[Work instructions]: Reproduce every item below word for word, leaving the pictures out.

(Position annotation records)
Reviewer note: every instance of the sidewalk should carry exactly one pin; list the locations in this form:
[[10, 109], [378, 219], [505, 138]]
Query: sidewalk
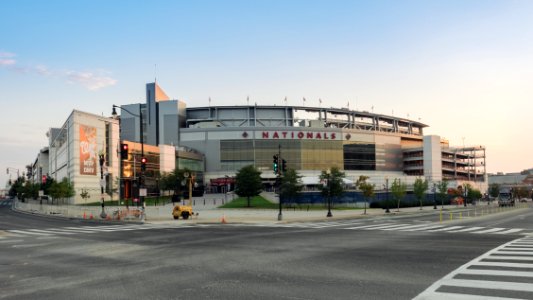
[[209, 213], [215, 215]]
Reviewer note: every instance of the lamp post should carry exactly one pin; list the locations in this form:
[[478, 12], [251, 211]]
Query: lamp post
[[190, 179], [102, 184], [328, 184], [140, 116], [387, 194], [434, 196]]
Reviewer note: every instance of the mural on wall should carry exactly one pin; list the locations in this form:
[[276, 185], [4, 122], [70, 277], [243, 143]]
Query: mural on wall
[[87, 150]]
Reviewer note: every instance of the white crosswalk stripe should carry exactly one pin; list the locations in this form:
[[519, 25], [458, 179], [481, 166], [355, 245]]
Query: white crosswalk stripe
[[388, 226], [72, 230], [432, 227], [494, 273]]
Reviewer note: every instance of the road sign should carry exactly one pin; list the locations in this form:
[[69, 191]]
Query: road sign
[[142, 192]]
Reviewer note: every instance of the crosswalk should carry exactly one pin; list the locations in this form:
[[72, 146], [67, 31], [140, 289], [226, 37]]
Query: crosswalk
[[6, 203], [76, 230], [393, 226], [505, 272]]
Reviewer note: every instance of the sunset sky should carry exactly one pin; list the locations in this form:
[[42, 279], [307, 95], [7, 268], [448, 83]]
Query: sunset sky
[[465, 68]]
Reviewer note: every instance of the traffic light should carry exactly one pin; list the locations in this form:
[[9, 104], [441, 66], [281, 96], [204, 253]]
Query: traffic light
[[124, 151], [143, 164], [275, 162]]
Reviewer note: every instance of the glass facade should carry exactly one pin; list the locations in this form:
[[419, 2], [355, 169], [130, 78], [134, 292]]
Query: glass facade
[[359, 157], [299, 154]]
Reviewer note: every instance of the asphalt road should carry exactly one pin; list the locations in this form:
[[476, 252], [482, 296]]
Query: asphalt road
[[43, 258]]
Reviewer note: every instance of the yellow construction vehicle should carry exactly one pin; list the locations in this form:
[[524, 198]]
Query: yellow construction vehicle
[[184, 211]]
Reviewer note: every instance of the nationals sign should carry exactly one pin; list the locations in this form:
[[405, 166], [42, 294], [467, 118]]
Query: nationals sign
[[87, 150]]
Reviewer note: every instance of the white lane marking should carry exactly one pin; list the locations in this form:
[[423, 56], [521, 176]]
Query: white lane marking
[[373, 225], [68, 230], [498, 273], [425, 228], [516, 253], [24, 232], [510, 231], [385, 227], [502, 264], [49, 231], [491, 285], [453, 296], [447, 228], [509, 257], [490, 230], [519, 248], [484, 259], [467, 229], [407, 227]]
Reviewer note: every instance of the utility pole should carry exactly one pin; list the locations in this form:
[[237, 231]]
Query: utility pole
[[278, 180]]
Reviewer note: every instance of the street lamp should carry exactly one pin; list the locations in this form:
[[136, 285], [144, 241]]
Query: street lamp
[[387, 194], [190, 178], [434, 196], [140, 116], [102, 183], [328, 185]]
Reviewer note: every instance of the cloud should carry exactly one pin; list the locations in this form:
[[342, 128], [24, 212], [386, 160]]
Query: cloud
[[6, 59], [90, 80]]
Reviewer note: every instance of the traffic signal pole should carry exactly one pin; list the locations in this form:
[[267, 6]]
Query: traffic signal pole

[Full solution]:
Reviewer note: every instance of the sidewalk should carry exactly one pin; list the locations in this form:
[[10, 109], [378, 219], [505, 138]]
Query: sidewalk
[[209, 213], [215, 215]]
Reviewer note: every instance of the lamp post should carry exactly one pin; list the locations in this form:
[[478, 12], [251, 211]]
Query: lamp post
[[190, 179], [102, 184], [328, 184], [140, 116], [387, 194], [434, 196]]
Reviewer note: every instance of the mural on wall should carry exactly one pin; list the locations in this form:
[[276, 185], [4, 122], [70, 277], [243, 143]]
Query: mural on wall
[[87, 150]]
Reviewer note: every instance of the white crosswalk stripe should carry exactly one pin; list the locations in this form:
[[519, 25], [458, 179], [481, 166], [355, 245]]
Query: white crosswalk stripe
[[388, 226], [72, 230], [432, 227], [494, 273]]
Reviewer note: every instance of the road sign should carry exactly one pin; list the locations in this form:
[[69, 191]]
Query: road sign
[[142, 192]]
Reviewer note: every instance of the crosswalk should carry exactly one pin; list the locations in this form:
[[72, 146], [67, 31], [140, 289], [226, 37]]
Query: crosswalk
[[6, 203], [76, 230], [393, 226], [505, 272]]
Reviewer note: every instance of the sunset sky should carry exactly one pin; list the locations in this form:
[[42, 279], [307, 95], [7, 268], [448, 83]]
Query: sunset sky
[[465, 68]]
Reviewer note: every instance of the traffic light should carry exactly one pin; list the locations in this form:
[[9, 104], [441, 66], [281, 96], [204, 253]]
Query: traffic light
[[124, 151], [143, 164], [275, 162]]
Reviewer note: every instance of the glass facade should carry exactly one pin; list the locations in this form:
[[419, 2], [355, 169], [130, 78], [134, 292]]
Query: glass facade
[[359, 157], [299, 154]]
Reviewer note: every instance of the asphalt road should carry exactly one pin; list the locations in this form:
[[476, 252], [482, 296]]
Query: asphalt road
[[43, 258]]
Reviewer note: every instance of the yellow construction vehicle should carry exactly one pin; list the locations in this form:
[[524, 198]]
Query: yellow construction vehicle
[[184, 211]]
Reviewer note: every instance of the nationals sign should carry exactly one pin; list the locations in this form:
[[405, 166], [42, 294], [467, 118]]
Query: nationals sign
[[87, 150]]
Reviewer note: every instance of the white lane marking should carry exactly one pin; list the locations in this form:
[[423, 56], [521, 176]]
Query: white lane marking
[[373, 225], [68, 230], [498, 273], [425, 228], [516, 253], [24, 232], [510, 231], [385, 227], [502, 264], [49, 231], [491, 285], [453, 296], [447, 228], [509, 257], [490, 230], [519, 248], [484, 259], [467, 229], [407, 227]]
Reviewer note: every instance of the utility pole should carry exactly one pin; list the locations in this form:
[[237, 231]]
Query: utility pole
[[278, 180]]
Reviewer note: every instance of the street lamp should carry exactly one pin; list the locations in this form:
[[136, 285], [144, 241]]
Query: street lamp
[[387, 194], [190, 178], [434, 196], [140, 116], [102, 183], [328, 185]]
Reviewer note: every instance of the cloud should carry exactly one pin; list the locations in this form:
[[342, 128], [24, 212], [386, 160]]
Query: cloud
[[6, 59], [90, 80]]
Reviewer note: every instance of the traffic signal pole should carry exactly one pin; list the locations in this form:
[[267, 6]]
Query: traffic signal pole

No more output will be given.